| name | monitoring-authoring |
| description | Author monitoring resources: PrometheusRules, ServiceMonitors, PodMonitors,
AlertmanagerConfig, Silence CRs, and canary-checker health checks.
Use when: (1) Creating or modifying alert rules (PrometheusRule), (2) Adding scrape targets
(ServiceMonitor/PodMonitor), (3) Configuring Alertmanager routing or silences,
(4) Writing canary-checker health checks, (5) Creating recording rules,
(6) Adding monitoring for a new application or platform component.
Triggers: "create alert", "add alerting", "PrometheusRule", "ServiceMonitor", "PodMonitor",
"AlertmanagerConfig", "silence alert", "canary check", "recording rule", "add monitoring",
"scrape target", "alert rule", "prometheus rule", "health check canary"
|
| user-invocable | false |
Monitoring Resource Authoring
This skill covers creating and modifying monitoring resources. For querying Prometheus
or investigating alerts, see the prometheus skill and
sre skill.
Resource Types
| Resource | API Group | Purpose |
|---|
PrometheusRule | monitoring.coreos.com/v1 | Alert rules and recording rules |
ServiceMonitor | monitoring.coreos.com/v1 | Scrape metrics from Services |
PodMonitor | monitoring.coreos.com/v1 | Scrape metrics from Pods directly |
ScrapeConfig | monitoring.coreos.com/v1alpha1 | Advanced scrape configuration |
AlertmanagerConfig | monitoring.coreos.com/v1alpha1 | Routing, receivers, silencing |
Silence | observability.giantswarm.io/v1alpha2 | Declarative Alertmanager silences |
Canary | canaries.flanksource.com/v1 | Synthetic health checks (HTTP, TCP, K8s) |
See [references/file-placement.md] for where to put each resource type and naming conventions.
PrometheusRule Authoring
Every PrometheusRule must include release: kube-prometheus-stack label for Prometheus to discover it.
PrometheusRule template: see references/alert-patterns.md
Severity and for Duration
| Severity | for Duration | Use Case | Routing |
|---|
critical | 2m-5m | Service down, data loss risk | Discord |
warning | 5m-15m | Degraded performance, limits | Discord |
info | 10m-30m | Informational, non-urgent | Silenced by InfoInhibitor |
Guidelines: for: 0m only for instant failures (e.g., SMART fail). Most alerts: 5m default. Flap-prone metrics (error rates, latency): 10m-15m. Use 5m for absence detection.
Alert Grouping
Group related alerts in named rule groups — affects Prometheus UI ordering:
spec:
groups:
- name: cilium-agent
rules: [...]
- name: cilium-bpf
rules: [...]
See [references/alert-patterns.md] for common alert patterns (down, error rate, latency, capacity, PVC), annotation template functions, and recording rule examples.

◇ ◇ ◇ ◇ ◇

◆ SHORT PROBLEM 1: Convert the records into a JSON list of strings with one string per line and blank lines omitted. Begin at the record line that contains "Target: lake water" and stop after the final line of the records.

◇ ◇ ◇ ◇ ◇

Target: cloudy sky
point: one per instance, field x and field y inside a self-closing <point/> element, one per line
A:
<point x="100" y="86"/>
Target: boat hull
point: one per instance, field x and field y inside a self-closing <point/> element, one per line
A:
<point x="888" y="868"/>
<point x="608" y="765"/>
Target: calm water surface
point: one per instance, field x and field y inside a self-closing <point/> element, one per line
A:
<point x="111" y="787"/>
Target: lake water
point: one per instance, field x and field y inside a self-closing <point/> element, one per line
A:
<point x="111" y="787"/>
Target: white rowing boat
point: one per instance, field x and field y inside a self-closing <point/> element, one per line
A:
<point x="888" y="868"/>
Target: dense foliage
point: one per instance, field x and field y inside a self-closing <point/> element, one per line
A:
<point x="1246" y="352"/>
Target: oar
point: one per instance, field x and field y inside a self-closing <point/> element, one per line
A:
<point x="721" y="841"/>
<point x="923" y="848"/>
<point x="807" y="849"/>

◇ ◇ ◇ ◇ ◇

◆ SHORT PROBLEM 2: Continue the text on authoring monitoring resources from where it ends.

◆ EXPECTED ANSWER 1:
[
  "Target: lake water",
  "point: one per instance, field x and field y inside a self-closing <point/> element, one per line",
  "A:",
  "<point x=\"111\" y=\"787\"/>",
  "Target: white rowing boat",
  "point: one per instance, field x and field y inside a self-closing <point/> element, one per line",
  "A:",
  "<point x=\"888\" y=\"868\"/>",
  "Target: dense foliage",
  "point: one per instance, field x and field y inside a self-closing <point/> element, one per line",
  "A:",
  "<point x=\"1246\" y=\"352\"/>",
  "Target: oar",
  "point: one per instance, field x and field y inside a self-closing <point/> element, one per line",
  "A:",
  "<point x=\"721\" y=\"841\"/>",
  "<point x=\"923\" y=\"848\"/>",
  "<point x=\"807\" y=\"849\"/>"
]

◆ EXPECTED ANSWER 2:
ServiceMonitor and PodMonitor
Via Helm Values (Preferred)
serviceMonitor:
enabled: true
interval: 30s
scrapeTimeout: 10s
Manual ServiceMonitor
Place in monitoring namespace; use namespaceSelector to reach target namespace. Required label: release: kube-prometheus-stack.
---
apiVersion: monitoring.coreos.com/v1
kind: ServiceMonitor
metadata:
name: <component>
namespace: monitoring
labels:
release: kube-prometheus-stack
spec:
namespaceSelector:
matchNames: [<target-namespace>]
selector:
matchLabels:
app.kubernetes.io/name: <component>
endpoints:
- port: http-monitoring
path: /metrics
interval: 30s
Manual PodMonitor
Use when pods expose metrics but don't have a Service (DaemonSets, sidecars). Same pattern as ServiceMonitor with podMetricsEndpoints instead of endpoints, and numeric ports quoted: port: "15020". For matchExpressions selecting multiple values, see any existing Flux PodMonitor in config/monitoring/.
See [references/alertmanagerconfig-reference.md] for AlertmanagerConfig routing, Silence CR templates, and matcher reference.
Canary Health Checks
Canary resources live in config/canary-checker/ (platform) or alongside app config.
HTTP health check:
---
apiVersion: canaries.flanksource.com/v1
kind: Canary
metadata:
name: http-check-<component>
spec:
schedule: "@every 1m"
http:
- name: <component>-health
url: https://<component>.${internal_domain}/health
responseCodes: [200]
maxSSLExpiry: 7
thresholdMillis: 5000
Kubernetes resource check with CEL (preferred over ready: true — avoids penalizing pods with restart history):
spec:
interval: 60
kubernetes:
- name: <component>-pods-healthy
kind: Pod
namespaceSelector:
name: <namespace>
resource:
labelSelector: app.kubernetes.io/name=<component>
test:
expr: >
dyn(results).all(pod,
pod.Object.status.phase == "Running" &&
pod.Object.status.conditions.exists(c, c.type == "Ready" && c.status == "True")
)
canary_check == 1 triggers CanaryCheckFailure (critical, 2m). No per-canary alert needed.
Workflow: Adding Monitoring for a New Component
Check if the chart provides monitoring via Helm values first (kubesearch <chart-name> serviceMonitor) → enable via values if available → else create ServiceMonitor/PodMonitor + PrometheusRule + Canary manually → place in correct directory → register in kustomization → task k8s:validate → verify after deployment:
kubectl --context <cluster> exec -n monitoring prometheus-kube-prometheus-stack-0 -c prometheus -- \
wget -qO- 'http://localhost:9090/api/v1/targets' | \
jq '.data.activeTargets[] | select(.labels.job | contains("<component>"))'
kubectl --context <cluster> exec -n monitoring prometheus-kube-prometheus-stack-0 -c prometheus -- \
wget -qO- 'http://localhost:9090/api/v1/rules' | \
jq '.data.groups[] | select(.name | contains("<component>"))'
For PrometheusRule validation before committing, see [scripts/validate-rules.sh].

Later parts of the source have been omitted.